[Coordinate annotation records]
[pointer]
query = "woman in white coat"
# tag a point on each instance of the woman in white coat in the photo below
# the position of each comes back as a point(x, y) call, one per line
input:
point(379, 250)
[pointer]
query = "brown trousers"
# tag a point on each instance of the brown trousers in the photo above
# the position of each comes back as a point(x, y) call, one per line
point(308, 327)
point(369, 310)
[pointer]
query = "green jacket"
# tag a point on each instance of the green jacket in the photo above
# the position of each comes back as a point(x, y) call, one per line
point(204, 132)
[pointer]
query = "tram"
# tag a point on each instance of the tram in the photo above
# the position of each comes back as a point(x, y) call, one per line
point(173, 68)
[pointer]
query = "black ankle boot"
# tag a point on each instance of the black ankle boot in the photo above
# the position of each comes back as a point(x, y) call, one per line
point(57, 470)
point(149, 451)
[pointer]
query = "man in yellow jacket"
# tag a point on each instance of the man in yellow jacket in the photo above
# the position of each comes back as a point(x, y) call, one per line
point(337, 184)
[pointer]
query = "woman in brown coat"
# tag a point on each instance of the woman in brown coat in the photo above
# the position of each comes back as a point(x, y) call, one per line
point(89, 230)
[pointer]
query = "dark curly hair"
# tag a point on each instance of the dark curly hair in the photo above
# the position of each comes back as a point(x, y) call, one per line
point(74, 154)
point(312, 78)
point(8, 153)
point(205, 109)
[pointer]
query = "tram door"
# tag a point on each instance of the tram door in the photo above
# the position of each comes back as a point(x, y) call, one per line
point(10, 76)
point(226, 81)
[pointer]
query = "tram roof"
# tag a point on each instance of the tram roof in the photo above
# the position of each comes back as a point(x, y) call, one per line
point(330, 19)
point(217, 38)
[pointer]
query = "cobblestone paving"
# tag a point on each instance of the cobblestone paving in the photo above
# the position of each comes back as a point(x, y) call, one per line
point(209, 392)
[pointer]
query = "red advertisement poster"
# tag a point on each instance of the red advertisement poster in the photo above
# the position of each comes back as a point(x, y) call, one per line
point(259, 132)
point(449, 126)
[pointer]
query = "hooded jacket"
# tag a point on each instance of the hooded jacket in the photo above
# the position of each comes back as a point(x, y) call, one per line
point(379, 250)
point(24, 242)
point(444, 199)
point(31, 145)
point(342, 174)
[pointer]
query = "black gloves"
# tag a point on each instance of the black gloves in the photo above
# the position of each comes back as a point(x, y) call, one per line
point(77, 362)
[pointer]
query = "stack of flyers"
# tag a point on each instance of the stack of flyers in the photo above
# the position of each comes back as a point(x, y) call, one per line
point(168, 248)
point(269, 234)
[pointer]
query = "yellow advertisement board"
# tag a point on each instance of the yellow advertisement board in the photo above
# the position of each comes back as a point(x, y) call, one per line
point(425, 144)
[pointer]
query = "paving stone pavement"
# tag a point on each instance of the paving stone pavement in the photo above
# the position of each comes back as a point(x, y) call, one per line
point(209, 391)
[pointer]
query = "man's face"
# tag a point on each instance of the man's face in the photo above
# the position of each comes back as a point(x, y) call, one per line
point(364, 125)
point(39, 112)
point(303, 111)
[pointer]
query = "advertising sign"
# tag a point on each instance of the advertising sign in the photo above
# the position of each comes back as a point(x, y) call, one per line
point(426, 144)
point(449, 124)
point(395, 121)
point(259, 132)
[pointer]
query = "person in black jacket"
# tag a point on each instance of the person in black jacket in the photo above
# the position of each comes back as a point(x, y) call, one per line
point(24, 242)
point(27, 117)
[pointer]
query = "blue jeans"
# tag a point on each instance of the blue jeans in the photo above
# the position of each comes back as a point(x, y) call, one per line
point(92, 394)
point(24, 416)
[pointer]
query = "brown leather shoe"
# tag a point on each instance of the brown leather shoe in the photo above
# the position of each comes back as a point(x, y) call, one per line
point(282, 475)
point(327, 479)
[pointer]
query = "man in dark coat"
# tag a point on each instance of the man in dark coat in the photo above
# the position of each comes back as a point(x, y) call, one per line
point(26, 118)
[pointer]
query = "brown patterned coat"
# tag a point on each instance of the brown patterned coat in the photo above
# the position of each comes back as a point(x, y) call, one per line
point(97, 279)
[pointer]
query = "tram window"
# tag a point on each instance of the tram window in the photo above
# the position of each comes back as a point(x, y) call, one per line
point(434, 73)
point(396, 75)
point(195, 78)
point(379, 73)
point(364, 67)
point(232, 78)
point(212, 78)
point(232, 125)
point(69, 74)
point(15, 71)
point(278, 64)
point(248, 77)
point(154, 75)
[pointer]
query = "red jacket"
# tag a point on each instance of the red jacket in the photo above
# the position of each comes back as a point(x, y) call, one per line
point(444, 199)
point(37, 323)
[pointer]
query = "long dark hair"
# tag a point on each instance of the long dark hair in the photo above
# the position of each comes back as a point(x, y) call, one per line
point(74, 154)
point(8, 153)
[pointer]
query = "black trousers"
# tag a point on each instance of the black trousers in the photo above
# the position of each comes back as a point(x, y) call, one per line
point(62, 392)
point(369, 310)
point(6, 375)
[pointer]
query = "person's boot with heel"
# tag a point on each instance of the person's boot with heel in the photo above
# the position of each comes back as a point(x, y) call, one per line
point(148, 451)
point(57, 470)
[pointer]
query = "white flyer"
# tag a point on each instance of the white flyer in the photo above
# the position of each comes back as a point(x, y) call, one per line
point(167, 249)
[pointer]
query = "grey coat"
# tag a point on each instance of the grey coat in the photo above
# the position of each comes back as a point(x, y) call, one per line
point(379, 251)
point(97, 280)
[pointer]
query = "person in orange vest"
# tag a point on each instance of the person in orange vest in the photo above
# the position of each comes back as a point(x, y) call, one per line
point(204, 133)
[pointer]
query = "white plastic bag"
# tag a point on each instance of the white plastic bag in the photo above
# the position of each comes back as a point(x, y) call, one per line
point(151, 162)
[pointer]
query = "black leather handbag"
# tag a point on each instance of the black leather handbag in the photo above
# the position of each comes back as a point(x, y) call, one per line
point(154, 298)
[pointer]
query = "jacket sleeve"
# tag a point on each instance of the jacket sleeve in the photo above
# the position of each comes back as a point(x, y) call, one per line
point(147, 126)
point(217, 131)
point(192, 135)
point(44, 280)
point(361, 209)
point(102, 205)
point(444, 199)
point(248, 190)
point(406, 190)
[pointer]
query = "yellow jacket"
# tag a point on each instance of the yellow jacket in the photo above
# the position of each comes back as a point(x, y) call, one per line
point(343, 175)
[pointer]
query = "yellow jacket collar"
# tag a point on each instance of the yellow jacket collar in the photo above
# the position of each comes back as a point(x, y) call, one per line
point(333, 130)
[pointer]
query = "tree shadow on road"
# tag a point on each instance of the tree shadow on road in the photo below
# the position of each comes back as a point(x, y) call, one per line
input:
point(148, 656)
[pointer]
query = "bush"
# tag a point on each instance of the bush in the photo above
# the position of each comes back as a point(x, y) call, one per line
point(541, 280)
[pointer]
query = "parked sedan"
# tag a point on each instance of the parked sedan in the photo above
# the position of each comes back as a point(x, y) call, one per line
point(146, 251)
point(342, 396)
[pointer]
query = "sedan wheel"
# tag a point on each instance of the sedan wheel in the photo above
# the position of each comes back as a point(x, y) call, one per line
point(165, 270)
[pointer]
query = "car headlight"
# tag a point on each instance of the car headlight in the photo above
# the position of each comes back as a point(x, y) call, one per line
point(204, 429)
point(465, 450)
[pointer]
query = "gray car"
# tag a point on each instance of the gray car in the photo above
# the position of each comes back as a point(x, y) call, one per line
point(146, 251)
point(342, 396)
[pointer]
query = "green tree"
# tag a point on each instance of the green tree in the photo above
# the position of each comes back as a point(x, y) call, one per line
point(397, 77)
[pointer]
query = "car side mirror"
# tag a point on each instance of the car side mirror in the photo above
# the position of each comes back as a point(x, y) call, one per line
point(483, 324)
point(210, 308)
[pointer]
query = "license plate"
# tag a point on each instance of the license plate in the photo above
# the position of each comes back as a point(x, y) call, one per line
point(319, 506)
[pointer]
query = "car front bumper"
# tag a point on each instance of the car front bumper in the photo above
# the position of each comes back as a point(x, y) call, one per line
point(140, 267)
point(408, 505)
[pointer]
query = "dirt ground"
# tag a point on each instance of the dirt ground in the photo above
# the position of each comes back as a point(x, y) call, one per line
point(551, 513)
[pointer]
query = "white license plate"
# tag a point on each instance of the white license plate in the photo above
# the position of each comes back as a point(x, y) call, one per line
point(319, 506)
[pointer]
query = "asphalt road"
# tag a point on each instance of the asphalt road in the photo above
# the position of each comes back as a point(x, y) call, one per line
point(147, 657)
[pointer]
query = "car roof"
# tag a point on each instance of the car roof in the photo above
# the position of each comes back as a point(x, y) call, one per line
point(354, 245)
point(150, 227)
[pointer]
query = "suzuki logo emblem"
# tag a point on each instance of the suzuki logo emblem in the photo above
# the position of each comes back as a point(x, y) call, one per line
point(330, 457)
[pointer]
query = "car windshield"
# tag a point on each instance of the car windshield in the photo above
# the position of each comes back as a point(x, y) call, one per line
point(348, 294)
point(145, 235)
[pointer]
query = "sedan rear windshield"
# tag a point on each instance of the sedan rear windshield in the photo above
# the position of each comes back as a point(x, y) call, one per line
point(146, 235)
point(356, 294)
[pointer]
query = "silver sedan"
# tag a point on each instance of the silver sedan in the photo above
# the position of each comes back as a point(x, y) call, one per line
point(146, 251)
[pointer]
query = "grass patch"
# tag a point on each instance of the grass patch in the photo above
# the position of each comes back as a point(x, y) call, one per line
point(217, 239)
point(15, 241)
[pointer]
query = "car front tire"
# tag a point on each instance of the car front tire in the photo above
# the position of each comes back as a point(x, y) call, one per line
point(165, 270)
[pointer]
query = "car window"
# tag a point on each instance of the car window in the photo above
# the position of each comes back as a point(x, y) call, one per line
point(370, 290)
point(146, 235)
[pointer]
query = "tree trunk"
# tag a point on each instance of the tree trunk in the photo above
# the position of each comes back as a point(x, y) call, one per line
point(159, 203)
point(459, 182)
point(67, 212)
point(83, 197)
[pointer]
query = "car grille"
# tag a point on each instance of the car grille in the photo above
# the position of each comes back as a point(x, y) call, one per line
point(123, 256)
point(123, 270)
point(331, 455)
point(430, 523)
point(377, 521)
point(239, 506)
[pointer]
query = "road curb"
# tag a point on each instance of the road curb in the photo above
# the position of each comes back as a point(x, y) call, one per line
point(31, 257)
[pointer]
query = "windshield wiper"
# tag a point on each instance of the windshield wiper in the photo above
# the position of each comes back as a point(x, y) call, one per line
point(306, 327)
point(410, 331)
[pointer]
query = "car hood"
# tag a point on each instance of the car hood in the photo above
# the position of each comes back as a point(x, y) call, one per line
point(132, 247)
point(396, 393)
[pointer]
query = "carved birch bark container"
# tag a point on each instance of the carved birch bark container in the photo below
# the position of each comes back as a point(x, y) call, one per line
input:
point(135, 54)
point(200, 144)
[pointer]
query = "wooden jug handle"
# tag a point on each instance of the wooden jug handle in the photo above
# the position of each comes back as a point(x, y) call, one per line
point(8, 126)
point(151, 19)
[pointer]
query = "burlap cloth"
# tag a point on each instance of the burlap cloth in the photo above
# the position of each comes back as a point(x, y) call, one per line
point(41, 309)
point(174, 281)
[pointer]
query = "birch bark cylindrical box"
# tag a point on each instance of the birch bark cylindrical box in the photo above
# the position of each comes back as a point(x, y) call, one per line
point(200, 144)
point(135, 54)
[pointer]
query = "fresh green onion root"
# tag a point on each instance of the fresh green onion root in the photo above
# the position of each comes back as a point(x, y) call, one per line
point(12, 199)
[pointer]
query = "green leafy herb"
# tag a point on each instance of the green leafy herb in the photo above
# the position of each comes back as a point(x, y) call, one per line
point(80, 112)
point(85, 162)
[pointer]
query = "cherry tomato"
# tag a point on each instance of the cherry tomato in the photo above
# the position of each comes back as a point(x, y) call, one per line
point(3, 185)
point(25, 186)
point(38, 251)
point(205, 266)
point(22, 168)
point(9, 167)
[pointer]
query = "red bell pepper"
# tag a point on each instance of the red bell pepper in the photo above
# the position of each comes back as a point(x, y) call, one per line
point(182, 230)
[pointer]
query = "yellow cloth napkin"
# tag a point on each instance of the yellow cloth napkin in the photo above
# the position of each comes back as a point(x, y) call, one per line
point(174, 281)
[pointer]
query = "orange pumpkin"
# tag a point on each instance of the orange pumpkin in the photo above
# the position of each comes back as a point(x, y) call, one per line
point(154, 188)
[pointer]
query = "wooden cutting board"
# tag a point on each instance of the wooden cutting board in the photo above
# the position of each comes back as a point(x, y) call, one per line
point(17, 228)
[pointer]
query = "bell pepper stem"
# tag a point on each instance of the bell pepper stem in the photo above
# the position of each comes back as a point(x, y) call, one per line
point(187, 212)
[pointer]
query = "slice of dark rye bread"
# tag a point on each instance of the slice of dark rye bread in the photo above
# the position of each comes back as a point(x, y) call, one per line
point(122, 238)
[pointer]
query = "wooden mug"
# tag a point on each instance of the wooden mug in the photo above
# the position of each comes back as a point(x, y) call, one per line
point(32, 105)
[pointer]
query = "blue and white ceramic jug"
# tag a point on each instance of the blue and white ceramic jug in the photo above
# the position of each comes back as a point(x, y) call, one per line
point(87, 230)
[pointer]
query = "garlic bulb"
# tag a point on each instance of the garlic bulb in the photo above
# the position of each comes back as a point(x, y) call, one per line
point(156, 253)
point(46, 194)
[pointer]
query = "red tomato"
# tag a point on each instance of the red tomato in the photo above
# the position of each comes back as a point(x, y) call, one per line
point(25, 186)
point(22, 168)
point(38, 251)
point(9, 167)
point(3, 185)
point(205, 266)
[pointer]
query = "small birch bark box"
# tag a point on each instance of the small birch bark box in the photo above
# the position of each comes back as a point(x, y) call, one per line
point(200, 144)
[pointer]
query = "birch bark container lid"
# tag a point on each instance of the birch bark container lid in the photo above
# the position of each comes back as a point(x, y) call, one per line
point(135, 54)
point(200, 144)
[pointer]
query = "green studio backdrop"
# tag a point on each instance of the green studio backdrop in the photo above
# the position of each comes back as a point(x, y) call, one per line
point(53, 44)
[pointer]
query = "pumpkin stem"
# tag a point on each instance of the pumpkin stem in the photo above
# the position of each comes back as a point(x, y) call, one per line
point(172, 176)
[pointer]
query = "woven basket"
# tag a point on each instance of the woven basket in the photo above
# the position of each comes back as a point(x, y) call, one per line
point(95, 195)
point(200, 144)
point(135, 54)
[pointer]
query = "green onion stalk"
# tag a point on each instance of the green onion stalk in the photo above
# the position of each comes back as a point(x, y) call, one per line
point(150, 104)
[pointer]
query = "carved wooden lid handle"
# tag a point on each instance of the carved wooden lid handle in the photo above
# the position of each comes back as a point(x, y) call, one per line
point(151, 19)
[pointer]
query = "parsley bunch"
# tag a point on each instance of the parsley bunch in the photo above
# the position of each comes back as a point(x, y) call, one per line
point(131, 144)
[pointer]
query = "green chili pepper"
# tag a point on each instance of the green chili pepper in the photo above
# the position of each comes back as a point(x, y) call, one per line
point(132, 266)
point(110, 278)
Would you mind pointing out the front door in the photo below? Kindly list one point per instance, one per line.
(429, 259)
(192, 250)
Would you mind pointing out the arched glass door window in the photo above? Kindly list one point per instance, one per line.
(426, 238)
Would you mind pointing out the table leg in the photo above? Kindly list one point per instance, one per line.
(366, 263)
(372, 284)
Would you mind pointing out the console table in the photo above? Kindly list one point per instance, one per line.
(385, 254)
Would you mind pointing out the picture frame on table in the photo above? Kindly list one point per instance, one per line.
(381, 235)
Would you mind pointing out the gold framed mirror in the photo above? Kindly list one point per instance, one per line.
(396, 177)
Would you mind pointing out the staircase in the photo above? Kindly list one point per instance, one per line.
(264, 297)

Problem statement >>
Copy out the data without any changes, from its first line through the line containing "point(204, 132)", with both of those lines included.

Answer to the exercise >>
[pointer]
query = "woman in white coat"
# tag a point on each instance of the woman in white coat in the photo below
# the position of each comes back as a point(x, y) call, one per line
input:
point(379, 250)
[pointer]
query = "brown trousers"
# tag a point on each instance of the brown trousers in the photo above
# the position of each comes back as a point(x, y) call, one per line
point(308, 327)
point(369, 310)
[pointer]
query = "green jacket"
# tag a point on each instance of the green jacket in the photo above
# the position of each comes back as a point(x, y) call, one per line
point(204, 132)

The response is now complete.